What the task requires — Each line from the one containing "Expected output, for every instance of the vertical" through the last line of the records below is to be set down exactly; the rest stays out.

Data under study —
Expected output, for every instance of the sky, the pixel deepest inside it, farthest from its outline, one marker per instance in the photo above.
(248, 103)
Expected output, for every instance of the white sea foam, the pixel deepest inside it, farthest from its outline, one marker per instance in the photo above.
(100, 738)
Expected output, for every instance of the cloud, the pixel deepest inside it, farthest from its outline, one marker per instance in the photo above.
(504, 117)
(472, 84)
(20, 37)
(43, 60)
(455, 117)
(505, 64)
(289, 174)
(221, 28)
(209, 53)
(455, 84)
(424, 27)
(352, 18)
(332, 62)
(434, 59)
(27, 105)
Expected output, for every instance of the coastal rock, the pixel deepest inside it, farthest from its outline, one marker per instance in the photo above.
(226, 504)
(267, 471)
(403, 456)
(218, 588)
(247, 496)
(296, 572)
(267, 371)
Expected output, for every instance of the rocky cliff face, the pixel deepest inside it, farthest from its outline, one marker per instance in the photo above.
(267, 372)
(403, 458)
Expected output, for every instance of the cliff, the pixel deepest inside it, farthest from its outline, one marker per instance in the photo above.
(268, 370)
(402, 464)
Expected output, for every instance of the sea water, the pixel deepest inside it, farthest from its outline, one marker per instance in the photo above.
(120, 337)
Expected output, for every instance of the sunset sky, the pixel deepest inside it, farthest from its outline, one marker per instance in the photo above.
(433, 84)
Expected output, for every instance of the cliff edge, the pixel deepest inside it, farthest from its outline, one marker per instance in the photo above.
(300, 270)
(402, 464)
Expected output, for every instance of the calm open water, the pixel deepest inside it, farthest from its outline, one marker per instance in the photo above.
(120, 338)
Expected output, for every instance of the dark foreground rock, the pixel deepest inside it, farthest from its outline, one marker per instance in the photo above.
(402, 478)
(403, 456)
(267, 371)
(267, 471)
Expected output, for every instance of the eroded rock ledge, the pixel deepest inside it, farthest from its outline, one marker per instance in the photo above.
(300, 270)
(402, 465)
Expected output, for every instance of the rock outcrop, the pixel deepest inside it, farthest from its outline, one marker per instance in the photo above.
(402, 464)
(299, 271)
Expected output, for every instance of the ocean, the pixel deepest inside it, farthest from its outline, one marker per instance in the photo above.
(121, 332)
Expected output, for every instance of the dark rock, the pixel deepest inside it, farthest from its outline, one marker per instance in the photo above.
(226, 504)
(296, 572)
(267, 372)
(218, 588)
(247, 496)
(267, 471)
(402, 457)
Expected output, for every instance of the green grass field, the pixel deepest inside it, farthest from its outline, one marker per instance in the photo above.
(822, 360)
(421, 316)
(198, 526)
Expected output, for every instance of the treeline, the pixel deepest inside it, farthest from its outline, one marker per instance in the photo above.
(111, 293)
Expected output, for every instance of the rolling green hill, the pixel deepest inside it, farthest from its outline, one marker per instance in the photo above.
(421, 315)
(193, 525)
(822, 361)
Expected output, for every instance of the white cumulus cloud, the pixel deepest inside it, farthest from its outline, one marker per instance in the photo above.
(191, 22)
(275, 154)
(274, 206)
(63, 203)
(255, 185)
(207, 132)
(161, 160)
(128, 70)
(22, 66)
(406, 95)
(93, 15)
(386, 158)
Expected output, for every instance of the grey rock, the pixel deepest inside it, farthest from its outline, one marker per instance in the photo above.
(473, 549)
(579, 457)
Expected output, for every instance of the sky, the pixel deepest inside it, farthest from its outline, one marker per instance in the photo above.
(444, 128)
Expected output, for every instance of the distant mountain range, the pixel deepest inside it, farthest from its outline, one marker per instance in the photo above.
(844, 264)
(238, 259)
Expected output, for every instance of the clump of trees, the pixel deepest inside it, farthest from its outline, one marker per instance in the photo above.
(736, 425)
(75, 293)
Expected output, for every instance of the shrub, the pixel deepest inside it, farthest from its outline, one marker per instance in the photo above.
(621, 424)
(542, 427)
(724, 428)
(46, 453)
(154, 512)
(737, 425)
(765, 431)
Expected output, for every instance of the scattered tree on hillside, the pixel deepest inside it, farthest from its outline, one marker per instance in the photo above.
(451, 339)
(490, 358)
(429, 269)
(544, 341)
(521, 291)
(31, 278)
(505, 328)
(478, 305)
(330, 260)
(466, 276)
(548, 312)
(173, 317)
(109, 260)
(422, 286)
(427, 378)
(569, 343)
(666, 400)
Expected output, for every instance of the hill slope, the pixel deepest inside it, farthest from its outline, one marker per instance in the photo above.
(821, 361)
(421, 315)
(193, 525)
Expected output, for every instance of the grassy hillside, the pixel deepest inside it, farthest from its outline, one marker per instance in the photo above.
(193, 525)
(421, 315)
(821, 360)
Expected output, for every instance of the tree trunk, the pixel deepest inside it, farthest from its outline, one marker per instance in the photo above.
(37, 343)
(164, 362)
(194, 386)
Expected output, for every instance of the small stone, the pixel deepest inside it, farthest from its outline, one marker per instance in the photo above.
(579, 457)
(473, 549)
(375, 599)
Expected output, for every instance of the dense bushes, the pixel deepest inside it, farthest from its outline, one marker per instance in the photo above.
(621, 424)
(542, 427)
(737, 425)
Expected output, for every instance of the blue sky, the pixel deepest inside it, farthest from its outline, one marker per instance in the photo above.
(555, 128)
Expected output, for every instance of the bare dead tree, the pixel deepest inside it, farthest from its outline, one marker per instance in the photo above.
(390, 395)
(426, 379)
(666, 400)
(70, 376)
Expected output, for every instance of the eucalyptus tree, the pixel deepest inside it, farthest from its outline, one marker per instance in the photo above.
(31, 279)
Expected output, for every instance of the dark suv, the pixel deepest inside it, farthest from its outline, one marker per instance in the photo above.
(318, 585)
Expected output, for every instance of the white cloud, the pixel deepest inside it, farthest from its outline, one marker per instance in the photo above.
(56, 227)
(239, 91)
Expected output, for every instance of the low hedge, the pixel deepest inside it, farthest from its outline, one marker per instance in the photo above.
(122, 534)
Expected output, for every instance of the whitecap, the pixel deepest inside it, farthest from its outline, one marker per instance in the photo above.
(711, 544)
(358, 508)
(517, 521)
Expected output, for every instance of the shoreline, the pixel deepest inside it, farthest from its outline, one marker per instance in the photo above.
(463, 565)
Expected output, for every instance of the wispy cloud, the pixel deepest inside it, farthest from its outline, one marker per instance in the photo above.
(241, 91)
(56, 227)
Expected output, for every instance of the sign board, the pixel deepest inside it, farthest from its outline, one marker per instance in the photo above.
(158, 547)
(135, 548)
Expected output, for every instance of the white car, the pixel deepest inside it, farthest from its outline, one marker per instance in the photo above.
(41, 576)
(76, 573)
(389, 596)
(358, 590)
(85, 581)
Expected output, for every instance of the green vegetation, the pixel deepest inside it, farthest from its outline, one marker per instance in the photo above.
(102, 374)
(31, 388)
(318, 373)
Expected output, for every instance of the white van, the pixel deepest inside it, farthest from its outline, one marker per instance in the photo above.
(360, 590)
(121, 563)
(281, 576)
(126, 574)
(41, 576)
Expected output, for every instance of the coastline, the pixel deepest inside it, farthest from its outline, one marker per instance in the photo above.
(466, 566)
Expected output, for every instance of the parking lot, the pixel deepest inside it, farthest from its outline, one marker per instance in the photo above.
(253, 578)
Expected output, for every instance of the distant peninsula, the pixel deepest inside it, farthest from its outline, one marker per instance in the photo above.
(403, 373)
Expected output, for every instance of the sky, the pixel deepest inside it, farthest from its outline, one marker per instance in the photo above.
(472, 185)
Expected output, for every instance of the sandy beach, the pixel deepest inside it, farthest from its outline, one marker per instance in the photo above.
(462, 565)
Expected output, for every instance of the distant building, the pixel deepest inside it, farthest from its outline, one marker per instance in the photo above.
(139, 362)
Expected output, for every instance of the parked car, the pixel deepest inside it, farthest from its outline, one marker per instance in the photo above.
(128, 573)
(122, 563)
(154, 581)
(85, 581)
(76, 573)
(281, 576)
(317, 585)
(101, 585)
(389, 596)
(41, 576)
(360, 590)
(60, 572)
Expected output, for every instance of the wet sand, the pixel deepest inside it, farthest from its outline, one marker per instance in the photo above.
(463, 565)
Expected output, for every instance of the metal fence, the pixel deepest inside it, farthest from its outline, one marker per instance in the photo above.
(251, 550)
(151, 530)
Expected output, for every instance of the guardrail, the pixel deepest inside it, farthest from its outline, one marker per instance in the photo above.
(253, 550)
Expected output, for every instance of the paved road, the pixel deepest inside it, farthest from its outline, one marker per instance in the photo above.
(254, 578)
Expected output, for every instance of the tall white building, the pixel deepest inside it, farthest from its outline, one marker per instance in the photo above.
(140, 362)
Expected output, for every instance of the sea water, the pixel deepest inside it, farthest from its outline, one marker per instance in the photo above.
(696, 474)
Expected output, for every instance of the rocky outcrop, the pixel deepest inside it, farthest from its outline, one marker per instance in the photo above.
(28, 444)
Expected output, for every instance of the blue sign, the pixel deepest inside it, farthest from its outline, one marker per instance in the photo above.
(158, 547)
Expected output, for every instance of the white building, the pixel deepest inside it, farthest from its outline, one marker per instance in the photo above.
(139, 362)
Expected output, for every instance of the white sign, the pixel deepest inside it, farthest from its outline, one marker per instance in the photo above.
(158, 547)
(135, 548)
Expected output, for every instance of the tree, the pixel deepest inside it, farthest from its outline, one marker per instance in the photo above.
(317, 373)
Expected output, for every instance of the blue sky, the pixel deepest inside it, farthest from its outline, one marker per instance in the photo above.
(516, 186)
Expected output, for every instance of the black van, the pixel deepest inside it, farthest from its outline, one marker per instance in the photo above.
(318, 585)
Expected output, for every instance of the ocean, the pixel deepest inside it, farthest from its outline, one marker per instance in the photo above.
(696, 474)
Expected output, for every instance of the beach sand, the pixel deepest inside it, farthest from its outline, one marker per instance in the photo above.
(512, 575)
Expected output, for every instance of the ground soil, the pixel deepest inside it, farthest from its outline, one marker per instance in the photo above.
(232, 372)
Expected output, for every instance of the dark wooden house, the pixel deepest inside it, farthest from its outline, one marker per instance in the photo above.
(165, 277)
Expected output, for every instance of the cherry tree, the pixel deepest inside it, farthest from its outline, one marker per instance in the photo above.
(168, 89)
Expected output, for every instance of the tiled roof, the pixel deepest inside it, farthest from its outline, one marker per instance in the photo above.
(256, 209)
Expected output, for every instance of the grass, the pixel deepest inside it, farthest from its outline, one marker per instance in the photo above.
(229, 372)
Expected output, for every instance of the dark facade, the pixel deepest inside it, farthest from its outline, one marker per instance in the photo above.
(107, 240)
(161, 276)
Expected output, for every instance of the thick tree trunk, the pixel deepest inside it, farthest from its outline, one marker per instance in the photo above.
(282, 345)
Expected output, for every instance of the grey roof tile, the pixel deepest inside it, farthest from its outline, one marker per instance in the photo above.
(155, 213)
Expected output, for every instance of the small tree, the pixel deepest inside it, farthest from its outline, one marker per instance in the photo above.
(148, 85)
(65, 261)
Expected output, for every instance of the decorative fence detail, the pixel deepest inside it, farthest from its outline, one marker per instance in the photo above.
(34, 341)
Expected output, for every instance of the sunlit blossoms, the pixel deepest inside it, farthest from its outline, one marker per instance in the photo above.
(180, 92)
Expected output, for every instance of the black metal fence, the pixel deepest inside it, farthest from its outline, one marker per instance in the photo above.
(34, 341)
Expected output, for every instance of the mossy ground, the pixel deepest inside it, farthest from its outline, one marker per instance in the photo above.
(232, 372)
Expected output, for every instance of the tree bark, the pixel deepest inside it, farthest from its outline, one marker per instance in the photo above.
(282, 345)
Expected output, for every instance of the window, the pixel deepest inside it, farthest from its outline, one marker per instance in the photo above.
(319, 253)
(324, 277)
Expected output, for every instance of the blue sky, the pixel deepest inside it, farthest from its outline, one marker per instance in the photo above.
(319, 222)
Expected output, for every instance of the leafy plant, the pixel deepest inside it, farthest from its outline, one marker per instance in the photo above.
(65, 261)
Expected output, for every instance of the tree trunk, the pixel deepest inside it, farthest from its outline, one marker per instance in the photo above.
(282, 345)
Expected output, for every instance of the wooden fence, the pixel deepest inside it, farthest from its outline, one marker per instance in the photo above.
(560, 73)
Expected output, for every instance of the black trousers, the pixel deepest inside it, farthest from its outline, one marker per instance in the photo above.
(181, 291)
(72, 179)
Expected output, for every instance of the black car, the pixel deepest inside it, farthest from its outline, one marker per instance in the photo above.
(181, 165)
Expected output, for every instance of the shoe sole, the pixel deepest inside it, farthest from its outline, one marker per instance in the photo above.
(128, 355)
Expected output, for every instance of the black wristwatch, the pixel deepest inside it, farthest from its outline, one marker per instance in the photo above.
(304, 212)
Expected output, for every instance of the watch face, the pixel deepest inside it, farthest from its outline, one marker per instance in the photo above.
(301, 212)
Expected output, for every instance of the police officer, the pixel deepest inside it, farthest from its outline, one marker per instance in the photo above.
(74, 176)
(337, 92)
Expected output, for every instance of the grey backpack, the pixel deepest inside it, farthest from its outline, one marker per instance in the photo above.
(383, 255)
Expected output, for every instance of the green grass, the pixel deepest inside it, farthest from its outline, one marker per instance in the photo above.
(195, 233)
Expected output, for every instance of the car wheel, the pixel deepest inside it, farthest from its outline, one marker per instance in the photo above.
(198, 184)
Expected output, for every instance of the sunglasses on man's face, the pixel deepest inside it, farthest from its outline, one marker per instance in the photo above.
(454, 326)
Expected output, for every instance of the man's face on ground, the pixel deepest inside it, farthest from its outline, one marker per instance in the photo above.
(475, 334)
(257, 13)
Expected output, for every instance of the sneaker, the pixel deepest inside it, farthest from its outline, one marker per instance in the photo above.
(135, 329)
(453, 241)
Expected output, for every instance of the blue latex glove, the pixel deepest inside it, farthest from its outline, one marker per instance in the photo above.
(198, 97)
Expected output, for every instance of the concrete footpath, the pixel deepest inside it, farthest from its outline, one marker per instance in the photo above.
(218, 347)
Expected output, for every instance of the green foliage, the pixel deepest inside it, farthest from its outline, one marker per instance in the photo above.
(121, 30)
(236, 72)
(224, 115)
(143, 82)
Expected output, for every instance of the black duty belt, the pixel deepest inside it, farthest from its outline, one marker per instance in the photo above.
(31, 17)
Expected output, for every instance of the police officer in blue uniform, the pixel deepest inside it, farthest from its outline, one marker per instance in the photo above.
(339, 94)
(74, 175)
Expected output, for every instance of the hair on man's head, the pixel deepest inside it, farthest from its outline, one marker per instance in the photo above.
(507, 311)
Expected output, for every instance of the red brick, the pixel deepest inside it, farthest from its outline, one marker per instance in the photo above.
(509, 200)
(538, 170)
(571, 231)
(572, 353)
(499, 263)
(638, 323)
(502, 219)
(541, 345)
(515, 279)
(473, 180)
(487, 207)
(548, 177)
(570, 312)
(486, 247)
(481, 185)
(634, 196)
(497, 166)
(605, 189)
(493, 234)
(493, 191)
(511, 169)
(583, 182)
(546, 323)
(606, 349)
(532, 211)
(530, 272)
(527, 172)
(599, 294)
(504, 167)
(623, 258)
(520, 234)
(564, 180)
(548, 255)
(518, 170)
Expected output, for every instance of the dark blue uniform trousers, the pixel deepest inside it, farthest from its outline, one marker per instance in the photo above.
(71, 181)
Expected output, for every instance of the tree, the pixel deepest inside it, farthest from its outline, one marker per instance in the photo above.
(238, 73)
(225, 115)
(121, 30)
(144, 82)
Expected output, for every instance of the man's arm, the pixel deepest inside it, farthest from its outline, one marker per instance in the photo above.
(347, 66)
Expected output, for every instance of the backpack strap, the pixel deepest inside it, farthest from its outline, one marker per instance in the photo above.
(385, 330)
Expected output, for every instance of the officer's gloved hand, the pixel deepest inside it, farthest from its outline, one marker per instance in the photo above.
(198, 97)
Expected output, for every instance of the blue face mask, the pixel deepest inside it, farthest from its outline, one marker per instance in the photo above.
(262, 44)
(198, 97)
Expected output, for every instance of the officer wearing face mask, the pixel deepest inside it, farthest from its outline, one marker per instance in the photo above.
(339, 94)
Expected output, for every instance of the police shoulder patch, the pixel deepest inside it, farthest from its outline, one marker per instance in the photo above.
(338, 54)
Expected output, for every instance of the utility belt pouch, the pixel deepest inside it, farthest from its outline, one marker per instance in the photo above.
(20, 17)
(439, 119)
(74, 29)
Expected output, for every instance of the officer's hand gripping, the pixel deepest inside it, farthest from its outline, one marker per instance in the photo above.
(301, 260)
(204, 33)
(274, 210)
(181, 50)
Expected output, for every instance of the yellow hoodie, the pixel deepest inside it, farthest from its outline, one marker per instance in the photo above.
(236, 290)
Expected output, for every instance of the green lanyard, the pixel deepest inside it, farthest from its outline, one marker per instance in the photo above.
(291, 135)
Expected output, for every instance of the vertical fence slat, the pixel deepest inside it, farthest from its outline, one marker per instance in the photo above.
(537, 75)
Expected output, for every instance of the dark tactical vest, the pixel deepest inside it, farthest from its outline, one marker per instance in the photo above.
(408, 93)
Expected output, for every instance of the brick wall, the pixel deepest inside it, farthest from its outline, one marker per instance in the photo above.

Output of the exercise —
Expected output, for every instance of the vertical fence slat, the pixel deepest inside it, farthest from its outline, one marker per instance in the photo above.
(537, 75)
Expected output, for every instance of the dark tactical vest, the pixel deepest inside it, farthest from its outline, one marker per instance in the photo above.
(408, 93)
Expected output, for every instance of the brick wall, the pixel deepest inside it, farthest from its outline, one marker per instance in the photo above.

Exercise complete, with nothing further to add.